**VORLIEGENDER TEXT:**
═══
In den letzten Jahren hat sich die UEFI-Bedrohungslandschaft, insbesondere die der UEFI-Bootkits, erheblich weiterentwickelt. Alles begann mit dem ersten UEFI-Bootkit-Proof-of-Concept (PoC), der 2012 von Andrea Allievi beschrieben wurde und als Demonstration für den Einsatz von Bootkits auf modernen UEFI-basierten Windows-Systemen diente. Dem folgten viele weitere PoCs (EfiGuard, Boot Backdoor, UEFI-bootkit). Es dauerte mehrere Jahre, bis die ersten beiden echten UEFI-Bootkits in freier Wildbahn entdeckt wurden (ESPecter, 2021 ESET; FinSpy-Bootkit, 2021 Kaspersky), und es dauerte zwei weitere Jahre, bis das berüchtigte BlackLotus - das erste UEFI-Bootkit, das UEFI Secure Boot auf aktuellen Systemen umgehen kann - auftauchte (2023, ESET).
═══
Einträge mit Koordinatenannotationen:

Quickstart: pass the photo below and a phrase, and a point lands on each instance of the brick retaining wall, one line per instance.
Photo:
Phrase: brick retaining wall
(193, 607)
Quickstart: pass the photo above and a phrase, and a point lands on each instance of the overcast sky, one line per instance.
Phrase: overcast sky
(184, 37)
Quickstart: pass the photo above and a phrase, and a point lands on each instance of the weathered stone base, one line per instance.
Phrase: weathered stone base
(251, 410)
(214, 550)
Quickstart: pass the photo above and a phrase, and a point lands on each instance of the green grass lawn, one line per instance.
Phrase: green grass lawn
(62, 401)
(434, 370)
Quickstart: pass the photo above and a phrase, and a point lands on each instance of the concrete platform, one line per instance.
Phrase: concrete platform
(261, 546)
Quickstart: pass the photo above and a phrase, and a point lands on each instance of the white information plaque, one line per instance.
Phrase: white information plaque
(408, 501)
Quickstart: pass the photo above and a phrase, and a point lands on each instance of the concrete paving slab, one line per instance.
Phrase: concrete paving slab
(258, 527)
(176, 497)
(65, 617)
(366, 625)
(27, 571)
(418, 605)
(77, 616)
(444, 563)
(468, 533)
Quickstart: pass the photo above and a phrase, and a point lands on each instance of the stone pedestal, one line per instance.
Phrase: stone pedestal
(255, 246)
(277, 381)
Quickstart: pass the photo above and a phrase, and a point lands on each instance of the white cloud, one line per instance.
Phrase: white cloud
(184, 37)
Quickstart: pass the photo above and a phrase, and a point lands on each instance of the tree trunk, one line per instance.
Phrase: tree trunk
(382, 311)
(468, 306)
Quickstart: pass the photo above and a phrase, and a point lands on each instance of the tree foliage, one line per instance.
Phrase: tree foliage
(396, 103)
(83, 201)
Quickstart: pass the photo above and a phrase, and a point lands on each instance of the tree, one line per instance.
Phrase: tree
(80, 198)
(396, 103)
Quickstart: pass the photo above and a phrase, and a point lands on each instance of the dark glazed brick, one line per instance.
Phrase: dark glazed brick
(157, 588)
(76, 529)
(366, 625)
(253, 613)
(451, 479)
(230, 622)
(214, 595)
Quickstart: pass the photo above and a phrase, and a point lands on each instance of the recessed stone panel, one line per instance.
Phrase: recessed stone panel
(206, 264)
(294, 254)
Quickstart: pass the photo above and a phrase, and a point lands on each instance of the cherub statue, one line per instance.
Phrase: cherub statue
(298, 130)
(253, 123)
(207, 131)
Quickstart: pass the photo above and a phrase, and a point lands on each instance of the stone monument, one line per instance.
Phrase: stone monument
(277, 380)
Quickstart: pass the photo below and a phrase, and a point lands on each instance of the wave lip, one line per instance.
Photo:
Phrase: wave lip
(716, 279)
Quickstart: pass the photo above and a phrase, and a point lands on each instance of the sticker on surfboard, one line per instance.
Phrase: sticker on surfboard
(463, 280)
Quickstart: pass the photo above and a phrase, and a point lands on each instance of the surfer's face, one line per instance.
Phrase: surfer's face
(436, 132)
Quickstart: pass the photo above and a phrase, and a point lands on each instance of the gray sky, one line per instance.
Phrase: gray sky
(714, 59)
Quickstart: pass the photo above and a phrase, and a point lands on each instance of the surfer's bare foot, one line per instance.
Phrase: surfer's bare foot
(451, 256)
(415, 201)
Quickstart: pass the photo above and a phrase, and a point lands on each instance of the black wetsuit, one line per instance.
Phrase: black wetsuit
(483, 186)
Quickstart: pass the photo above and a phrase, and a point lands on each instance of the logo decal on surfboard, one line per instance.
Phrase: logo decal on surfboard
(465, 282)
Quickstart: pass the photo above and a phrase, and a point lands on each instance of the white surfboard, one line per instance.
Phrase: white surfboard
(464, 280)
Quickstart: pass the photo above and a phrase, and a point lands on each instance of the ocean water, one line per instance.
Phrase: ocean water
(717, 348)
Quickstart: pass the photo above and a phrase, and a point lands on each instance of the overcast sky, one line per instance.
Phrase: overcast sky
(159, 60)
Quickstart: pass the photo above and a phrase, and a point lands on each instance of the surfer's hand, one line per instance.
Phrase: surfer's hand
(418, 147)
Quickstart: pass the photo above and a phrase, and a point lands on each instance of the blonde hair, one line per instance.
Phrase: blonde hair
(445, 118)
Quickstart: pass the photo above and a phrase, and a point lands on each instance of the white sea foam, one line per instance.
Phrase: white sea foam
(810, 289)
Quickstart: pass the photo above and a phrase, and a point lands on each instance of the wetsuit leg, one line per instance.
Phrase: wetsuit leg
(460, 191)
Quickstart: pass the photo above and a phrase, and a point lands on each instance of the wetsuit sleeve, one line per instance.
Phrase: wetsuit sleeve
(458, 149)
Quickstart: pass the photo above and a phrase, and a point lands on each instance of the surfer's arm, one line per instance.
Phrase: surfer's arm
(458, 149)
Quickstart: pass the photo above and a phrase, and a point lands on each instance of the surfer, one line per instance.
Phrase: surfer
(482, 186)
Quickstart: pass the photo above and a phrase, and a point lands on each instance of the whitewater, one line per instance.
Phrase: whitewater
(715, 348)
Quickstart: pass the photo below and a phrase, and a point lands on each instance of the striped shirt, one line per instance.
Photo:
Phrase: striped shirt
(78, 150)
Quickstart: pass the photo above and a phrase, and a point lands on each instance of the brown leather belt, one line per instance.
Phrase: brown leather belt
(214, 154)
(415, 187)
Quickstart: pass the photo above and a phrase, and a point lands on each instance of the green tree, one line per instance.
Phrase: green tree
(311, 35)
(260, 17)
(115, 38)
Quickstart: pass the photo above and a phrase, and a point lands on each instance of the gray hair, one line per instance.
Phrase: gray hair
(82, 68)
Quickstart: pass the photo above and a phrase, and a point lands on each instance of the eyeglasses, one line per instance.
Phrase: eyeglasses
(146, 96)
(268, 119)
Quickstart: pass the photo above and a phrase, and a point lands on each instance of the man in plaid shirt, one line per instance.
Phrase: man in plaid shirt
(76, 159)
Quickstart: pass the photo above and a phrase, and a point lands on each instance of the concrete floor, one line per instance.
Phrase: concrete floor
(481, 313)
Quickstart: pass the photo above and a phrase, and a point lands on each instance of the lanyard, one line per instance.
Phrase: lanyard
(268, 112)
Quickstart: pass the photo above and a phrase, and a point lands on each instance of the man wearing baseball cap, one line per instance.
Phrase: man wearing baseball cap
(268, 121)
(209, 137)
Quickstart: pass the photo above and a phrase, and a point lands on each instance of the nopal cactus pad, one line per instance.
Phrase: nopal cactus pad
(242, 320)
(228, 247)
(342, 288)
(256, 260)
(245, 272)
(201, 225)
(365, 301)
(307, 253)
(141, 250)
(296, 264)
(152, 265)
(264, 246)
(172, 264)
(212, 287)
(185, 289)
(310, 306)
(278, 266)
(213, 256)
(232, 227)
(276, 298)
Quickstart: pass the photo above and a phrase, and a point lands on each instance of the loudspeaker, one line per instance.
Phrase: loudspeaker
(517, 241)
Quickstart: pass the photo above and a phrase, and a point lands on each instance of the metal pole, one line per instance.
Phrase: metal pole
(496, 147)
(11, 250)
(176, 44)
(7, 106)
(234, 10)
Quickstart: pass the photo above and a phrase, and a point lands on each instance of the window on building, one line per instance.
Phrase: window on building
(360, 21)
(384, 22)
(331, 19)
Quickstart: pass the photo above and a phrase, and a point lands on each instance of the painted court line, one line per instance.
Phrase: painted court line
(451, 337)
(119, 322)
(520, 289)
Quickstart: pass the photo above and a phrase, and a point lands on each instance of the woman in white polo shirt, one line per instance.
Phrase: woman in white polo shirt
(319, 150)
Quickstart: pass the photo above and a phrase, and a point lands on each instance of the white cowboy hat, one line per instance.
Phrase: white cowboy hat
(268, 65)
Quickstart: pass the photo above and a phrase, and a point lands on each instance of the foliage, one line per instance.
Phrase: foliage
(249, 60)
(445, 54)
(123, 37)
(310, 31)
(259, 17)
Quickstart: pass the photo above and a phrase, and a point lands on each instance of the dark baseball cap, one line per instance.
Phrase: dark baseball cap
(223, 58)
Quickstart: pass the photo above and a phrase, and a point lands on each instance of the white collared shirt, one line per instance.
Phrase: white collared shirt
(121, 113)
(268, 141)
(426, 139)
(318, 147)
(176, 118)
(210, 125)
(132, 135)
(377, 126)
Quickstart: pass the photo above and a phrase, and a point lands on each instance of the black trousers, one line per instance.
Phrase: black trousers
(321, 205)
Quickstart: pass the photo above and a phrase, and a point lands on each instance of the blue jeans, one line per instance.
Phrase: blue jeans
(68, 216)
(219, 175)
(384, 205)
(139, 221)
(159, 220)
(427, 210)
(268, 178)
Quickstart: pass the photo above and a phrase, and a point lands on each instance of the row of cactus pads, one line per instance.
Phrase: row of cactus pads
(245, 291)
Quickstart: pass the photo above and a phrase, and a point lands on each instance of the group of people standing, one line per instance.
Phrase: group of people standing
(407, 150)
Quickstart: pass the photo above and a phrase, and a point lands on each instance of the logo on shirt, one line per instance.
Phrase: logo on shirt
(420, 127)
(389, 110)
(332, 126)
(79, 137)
═══
**ZU BEARBEITEN:**
(a) Beantworte zum Text über UEFI-Bootkits oben diese Fragen:
(i) Wer beschrieb 2012 den ersten UEFI-Bootkit-Proof-of-Concept?
(ii) Welches Unternehmen entdeckte ESPecter?
(iii) Was kann BlackLotus laut Text als erstes UEFI-Bootkit?
(b) Führe den Text über UEFI-Bootkits nach seinem letzten Satz weiter.

**ANTWORTEN:**
(a)
(i) Andrea Allievi
(ii) ESET
(iii) UEFI Secure Boot auf aktuellen Systemen umgehen

(b)
Ein gemeinsamer Nenner dieser öffentlich bekannten Bootkits war, dass sie ausschließlich auf Windows-Systeme abzielten. Heute stellen wir unsere neueste Entdeckung vor: das erste UEFI-Bootkit, das für Linux-Systeme entwickelt wurde und von seinen Schöpfern Bootkitty genannt wird. Wir gehen davon aus, dass es sich bei diesem Bootkit lediglich um einen anfänglichen Konzeptnachweis handelt, und unseren Telemetriedaten zufolge wurde es noch nicht in der freien Wildbahn eingesetzt. Dennoch unterstreicht seine Existenz eine wichtige Botschaft: UEFI-Bootkits sind nicht mehr nur auf Windows-Systeme beschränkt.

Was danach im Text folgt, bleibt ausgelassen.